Stored data
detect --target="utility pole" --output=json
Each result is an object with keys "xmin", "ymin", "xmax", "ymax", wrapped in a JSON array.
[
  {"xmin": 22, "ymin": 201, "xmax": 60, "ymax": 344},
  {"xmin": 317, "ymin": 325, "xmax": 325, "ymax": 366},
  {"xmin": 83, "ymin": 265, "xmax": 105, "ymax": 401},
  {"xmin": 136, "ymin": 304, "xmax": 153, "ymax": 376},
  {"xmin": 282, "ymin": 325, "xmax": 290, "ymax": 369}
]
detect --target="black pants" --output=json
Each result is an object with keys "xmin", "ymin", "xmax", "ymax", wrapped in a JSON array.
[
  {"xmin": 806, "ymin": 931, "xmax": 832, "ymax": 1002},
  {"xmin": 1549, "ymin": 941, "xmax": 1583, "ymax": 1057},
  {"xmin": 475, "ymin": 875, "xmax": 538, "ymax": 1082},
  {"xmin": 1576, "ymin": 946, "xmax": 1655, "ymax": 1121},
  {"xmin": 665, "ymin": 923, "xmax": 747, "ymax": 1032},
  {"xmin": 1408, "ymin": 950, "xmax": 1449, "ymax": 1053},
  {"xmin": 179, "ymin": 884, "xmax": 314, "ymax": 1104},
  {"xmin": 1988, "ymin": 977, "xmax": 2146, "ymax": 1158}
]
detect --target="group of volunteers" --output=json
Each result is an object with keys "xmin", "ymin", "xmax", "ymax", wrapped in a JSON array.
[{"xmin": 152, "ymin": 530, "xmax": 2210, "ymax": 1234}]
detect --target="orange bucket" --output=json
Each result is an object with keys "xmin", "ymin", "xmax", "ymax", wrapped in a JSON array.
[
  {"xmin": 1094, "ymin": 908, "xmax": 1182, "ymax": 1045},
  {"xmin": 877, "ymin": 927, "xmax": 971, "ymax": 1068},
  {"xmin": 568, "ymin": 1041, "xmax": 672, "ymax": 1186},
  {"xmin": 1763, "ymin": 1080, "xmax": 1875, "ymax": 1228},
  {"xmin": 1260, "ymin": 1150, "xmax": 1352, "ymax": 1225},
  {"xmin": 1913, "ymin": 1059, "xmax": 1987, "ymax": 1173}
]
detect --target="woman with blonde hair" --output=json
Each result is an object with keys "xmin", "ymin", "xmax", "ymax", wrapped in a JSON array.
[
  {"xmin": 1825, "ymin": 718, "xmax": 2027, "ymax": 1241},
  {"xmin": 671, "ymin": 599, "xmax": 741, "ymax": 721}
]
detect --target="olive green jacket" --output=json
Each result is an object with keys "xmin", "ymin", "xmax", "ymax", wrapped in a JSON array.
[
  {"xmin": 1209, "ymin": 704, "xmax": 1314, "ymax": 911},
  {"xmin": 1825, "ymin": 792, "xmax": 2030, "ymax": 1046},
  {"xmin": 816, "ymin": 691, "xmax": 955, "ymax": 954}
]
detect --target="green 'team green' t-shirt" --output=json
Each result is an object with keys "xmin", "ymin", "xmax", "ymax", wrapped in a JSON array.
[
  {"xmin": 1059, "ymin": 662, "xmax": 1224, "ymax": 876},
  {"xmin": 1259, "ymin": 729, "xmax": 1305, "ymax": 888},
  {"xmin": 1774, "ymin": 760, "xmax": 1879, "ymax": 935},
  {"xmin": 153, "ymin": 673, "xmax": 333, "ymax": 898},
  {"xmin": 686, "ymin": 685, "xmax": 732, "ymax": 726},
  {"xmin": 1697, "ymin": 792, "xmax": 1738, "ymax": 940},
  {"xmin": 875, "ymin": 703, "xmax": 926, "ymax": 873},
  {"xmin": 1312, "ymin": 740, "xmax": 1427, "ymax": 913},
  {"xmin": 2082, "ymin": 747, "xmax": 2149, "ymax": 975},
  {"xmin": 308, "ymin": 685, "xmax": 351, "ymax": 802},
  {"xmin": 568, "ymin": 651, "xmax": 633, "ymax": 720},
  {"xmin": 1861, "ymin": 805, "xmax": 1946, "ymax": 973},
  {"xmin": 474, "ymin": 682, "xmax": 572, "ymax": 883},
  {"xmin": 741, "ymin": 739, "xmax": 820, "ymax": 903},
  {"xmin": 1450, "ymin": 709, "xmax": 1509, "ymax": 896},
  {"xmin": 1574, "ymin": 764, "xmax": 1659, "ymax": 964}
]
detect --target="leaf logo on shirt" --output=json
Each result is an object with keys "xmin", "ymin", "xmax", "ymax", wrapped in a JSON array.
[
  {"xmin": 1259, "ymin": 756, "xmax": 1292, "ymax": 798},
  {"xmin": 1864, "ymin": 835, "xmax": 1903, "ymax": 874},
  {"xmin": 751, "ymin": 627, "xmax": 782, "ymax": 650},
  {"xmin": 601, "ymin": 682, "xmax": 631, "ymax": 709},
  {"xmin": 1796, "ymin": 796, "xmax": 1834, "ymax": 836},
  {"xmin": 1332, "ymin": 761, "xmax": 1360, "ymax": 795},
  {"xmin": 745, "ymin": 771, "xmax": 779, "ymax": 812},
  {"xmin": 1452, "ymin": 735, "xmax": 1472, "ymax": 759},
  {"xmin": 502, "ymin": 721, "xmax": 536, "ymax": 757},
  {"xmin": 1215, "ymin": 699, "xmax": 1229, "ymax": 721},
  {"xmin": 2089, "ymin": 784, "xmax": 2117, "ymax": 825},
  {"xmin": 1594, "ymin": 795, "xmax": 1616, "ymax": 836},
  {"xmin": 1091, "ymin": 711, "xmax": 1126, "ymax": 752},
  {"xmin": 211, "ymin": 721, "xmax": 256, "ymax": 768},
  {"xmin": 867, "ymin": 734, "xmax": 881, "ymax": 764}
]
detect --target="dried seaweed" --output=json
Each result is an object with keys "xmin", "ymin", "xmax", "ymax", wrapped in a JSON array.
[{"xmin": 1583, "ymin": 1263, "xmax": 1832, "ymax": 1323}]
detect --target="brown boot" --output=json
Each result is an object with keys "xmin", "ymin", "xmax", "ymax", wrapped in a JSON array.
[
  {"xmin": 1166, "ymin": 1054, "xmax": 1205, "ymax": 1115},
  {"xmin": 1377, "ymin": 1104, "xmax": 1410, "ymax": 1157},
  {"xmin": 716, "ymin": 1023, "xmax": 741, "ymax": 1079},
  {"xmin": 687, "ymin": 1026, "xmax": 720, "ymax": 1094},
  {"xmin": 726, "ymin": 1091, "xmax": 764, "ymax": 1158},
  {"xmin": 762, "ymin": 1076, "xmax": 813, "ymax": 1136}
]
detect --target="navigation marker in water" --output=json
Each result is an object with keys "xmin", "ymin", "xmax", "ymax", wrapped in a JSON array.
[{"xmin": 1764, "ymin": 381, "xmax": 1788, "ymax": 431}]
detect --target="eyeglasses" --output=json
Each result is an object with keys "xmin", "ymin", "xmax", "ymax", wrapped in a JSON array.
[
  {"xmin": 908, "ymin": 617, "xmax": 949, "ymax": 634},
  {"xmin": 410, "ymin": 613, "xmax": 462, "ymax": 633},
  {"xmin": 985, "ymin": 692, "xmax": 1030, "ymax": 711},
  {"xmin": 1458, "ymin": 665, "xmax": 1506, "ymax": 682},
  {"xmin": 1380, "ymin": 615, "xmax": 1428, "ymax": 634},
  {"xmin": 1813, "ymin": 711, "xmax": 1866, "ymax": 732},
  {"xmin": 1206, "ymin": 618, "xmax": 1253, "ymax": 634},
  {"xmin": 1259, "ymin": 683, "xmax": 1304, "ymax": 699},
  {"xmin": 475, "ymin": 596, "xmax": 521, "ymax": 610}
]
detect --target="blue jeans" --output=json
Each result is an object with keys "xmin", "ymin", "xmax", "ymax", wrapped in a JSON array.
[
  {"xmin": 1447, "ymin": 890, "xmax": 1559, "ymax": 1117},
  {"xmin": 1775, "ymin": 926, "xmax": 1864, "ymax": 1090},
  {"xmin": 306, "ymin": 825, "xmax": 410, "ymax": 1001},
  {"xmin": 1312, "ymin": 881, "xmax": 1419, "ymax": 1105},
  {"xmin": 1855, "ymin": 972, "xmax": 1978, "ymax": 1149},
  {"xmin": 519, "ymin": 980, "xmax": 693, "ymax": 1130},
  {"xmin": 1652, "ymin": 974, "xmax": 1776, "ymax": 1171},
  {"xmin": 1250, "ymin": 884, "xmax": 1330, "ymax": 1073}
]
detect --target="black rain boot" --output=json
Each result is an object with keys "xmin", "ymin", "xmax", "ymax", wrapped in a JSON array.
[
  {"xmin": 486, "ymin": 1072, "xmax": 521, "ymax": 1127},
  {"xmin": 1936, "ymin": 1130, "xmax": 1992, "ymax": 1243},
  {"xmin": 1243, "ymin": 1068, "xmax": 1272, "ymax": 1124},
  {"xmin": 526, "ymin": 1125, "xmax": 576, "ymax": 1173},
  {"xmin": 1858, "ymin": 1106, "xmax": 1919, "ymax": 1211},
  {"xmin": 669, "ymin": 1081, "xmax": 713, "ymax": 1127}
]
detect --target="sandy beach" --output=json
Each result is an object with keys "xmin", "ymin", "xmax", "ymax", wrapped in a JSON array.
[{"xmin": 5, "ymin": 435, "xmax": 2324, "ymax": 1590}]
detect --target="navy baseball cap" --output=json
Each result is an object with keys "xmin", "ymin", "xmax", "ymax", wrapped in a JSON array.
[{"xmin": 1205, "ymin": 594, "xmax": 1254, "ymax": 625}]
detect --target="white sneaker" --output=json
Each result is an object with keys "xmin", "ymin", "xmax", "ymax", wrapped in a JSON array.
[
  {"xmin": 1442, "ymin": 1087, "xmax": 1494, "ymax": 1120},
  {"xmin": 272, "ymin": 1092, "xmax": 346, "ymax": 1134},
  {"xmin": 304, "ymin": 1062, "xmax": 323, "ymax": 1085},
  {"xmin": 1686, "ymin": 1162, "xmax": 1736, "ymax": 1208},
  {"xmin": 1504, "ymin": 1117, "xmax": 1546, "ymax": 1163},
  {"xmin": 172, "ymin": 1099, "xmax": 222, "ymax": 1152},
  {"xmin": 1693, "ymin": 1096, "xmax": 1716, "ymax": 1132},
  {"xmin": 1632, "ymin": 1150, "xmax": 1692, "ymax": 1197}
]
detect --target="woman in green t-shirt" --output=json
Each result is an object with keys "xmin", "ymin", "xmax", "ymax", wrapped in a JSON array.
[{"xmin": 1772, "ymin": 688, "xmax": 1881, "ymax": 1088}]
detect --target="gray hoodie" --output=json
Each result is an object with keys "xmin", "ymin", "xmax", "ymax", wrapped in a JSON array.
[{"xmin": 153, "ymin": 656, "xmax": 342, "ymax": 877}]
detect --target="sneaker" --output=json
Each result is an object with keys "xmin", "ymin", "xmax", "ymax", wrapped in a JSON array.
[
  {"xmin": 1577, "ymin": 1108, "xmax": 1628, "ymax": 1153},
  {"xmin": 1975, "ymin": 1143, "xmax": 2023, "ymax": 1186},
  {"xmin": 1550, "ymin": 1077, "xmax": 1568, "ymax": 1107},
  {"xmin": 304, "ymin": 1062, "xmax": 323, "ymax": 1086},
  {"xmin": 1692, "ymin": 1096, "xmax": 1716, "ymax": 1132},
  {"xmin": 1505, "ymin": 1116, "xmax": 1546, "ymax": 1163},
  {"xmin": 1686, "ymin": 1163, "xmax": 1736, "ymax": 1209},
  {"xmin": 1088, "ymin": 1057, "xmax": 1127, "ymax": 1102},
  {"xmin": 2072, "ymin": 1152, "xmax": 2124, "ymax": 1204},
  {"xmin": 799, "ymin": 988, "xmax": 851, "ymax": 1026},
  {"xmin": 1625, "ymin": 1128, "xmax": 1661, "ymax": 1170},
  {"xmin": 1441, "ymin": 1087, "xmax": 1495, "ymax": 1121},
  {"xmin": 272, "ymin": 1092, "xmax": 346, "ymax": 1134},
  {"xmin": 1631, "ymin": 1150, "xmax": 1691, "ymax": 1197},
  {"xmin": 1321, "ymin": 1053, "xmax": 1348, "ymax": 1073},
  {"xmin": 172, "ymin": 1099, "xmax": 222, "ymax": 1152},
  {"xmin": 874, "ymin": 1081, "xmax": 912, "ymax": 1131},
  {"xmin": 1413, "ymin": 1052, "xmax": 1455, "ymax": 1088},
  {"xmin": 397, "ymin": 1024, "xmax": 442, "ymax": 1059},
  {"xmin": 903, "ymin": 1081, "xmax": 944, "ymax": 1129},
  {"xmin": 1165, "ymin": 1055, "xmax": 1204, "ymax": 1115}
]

= About this task =
If a line above contains the string "woman", count it, then give the total and nothing else.

= Exercise result =
2